A block of data
────────

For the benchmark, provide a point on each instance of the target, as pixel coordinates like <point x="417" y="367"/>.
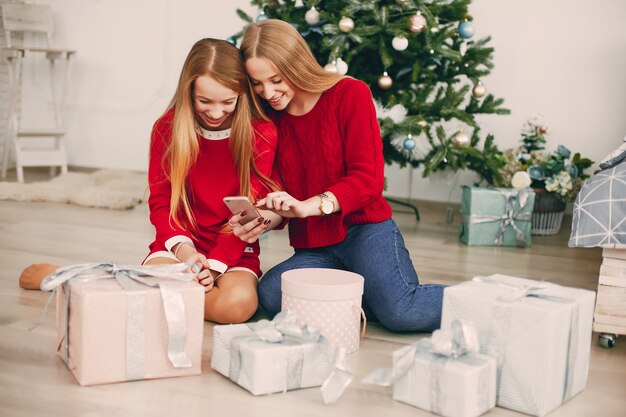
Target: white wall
<point x="563" y="58"/>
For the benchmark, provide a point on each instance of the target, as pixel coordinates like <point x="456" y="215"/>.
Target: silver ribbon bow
<point x="500" y="326"/>
<point x="131" y="279"/>
<point x="511" y="214"/>
<point x="284" y="330"/>
<point x="460" y="342"/>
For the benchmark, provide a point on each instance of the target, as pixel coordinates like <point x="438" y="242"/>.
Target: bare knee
<point x="233" y="307"/>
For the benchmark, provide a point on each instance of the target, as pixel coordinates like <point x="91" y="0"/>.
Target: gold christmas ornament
<point x="479" y="90"/>
<point x="461" y="138"/>
<point x="346" y="24"/>
<point x="417" y="23"/>
<point x="384" y="81"/>
<point x="312" y="16"/>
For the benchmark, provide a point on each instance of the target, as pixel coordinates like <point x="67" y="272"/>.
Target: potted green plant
<point x="556" y="177"/>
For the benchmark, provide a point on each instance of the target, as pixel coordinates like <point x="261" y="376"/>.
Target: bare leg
<point x="233" y="299"/>
<point x="31" y="277"/>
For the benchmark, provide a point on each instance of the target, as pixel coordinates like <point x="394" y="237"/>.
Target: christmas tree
<point x="423" y="67"/>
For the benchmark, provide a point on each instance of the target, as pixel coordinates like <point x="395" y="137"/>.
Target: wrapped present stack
<point x="444" y="374"/>
<point x="538" y="332"/>
<point x="610" y="312"/>
<point x="126" y="323"/>
<point x="496" y="216"/>
<point x="276" y="356"/>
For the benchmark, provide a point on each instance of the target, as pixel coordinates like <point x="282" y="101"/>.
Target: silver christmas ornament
<point x="346" y="24"/>
<point x="409" y="143"/>
<point x="479" y="90"/>
<point x="384" y="81"/>
<point x="400" y="43"/>
<point x="312" y="16"/>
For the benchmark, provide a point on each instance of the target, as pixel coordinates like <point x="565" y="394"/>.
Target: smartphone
<point x="237" y="204"/>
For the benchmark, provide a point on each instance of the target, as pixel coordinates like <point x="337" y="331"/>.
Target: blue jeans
<point x="376" y="251"/>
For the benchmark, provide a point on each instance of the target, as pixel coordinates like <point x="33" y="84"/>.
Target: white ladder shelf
<point x="32" y="18"/>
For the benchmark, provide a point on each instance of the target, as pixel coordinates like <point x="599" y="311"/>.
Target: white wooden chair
<point x="34" y="19"/>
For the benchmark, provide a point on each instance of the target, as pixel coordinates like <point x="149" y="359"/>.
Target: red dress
<point x="213" y="177"/>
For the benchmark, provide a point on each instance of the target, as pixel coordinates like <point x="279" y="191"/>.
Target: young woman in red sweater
<point x="213" y="141"/>
<point x="330" y="161"/>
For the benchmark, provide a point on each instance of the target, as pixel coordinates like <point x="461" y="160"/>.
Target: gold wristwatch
<point x="326" y="205"/>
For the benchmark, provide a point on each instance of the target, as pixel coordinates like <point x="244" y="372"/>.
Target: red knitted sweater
<point x="213" y="177"/>
<point x="336" y="147"/>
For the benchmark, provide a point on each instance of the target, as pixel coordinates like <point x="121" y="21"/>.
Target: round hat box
<point x="327" y="299"/>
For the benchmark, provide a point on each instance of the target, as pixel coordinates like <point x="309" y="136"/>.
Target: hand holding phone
<point x="239" y="204"/>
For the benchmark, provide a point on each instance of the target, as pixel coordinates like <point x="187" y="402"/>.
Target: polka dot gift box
<point x="328" y="299"/>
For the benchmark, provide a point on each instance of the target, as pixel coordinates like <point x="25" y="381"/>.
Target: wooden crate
<point x="610" y="311"/>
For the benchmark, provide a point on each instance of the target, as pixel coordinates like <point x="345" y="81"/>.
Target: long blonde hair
<point x="221" y="61"/>
<point x="281" y="44"/>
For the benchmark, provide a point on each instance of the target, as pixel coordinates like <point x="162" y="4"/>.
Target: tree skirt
<point x="102" y="189"/>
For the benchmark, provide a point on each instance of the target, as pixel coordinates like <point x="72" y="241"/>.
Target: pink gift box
<point x="327" y="299"/>
<point x="119" y="335"/>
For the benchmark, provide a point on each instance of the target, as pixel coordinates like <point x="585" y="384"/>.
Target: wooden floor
<point x="35" y="382"/>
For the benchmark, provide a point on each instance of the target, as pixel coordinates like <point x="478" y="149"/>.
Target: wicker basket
<point x="547" y="213"/>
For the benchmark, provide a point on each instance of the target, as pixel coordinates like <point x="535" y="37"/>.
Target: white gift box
<point x="539" y="333"/>
<point x="451" y="387"/>
<point x="263" y="367"/>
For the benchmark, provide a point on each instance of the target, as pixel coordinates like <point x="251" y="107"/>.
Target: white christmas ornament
<point x="331" y="68"/>
<point x="400" y="43"/>
<point x="520" y="179"/>
<point x="384" y="81"/>
<point x="396" y="113"/>
<point x="479" y="90"/>
<point x="342" y="66"/>
<point x="346" y="24"/>
<point x="461" y="138"/>
<point x="417" y="23"/>
<point x="312" y="16"/>
<point x="411" y="147"/>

────────

WHAT TO WORK ON:
Please identify each line in the entries that contains the word "silver", and copy those lines.

FULL SOLUTION:
Target: silver ribbon bow
Target: silver christmas ornament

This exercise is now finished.